EXERCISE GOAL. Your answer consists of the lines in the data that contain "rocky". Copy each of them.

--- PROVIDED RECORDS Enclosed Below ---

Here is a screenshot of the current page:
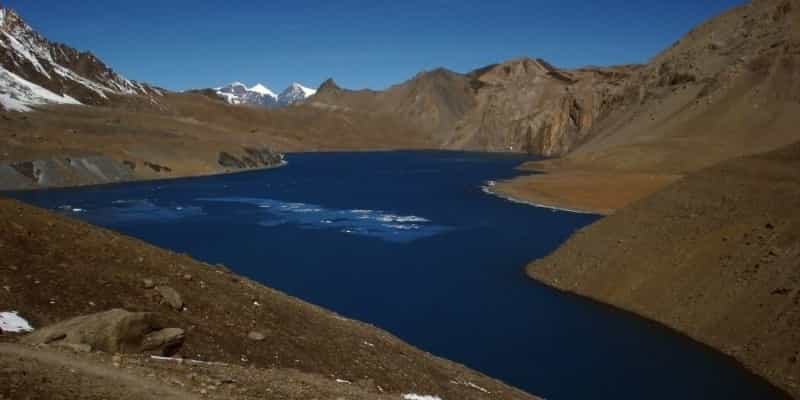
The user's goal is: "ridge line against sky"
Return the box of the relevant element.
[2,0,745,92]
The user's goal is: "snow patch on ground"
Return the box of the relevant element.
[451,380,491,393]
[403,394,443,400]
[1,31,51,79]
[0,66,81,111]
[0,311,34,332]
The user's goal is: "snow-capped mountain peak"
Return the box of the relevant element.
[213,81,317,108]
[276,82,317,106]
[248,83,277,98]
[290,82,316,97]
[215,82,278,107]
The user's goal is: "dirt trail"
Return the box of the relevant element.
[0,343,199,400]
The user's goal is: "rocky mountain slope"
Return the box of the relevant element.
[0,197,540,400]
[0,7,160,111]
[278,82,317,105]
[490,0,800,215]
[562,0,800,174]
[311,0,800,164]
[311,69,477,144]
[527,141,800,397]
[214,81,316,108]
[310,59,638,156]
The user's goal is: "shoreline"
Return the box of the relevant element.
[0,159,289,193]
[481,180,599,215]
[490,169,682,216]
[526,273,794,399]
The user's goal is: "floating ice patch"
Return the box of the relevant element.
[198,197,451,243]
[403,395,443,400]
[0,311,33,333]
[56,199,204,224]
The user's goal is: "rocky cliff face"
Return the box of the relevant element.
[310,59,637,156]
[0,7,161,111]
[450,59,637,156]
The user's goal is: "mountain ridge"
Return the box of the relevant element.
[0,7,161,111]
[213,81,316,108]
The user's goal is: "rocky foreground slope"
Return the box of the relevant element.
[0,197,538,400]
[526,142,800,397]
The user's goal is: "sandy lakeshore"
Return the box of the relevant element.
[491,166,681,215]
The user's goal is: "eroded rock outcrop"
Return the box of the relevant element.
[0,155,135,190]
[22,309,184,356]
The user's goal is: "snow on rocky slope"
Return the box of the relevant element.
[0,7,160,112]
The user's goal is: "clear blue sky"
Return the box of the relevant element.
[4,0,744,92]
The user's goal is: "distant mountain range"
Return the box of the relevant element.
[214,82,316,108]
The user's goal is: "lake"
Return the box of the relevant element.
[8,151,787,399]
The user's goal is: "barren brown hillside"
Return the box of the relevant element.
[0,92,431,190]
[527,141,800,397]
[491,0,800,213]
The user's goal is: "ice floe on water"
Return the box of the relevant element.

--- End of Enclosed PROVIDED RECORDS ---

TASK SOLUTION.
The user's goal is: "rocky mountain slope"
The user's goal is: "rocky cliff face"
The user's goal is: "rocky foreground slope"
The user's goal is: "snow on rocky slope"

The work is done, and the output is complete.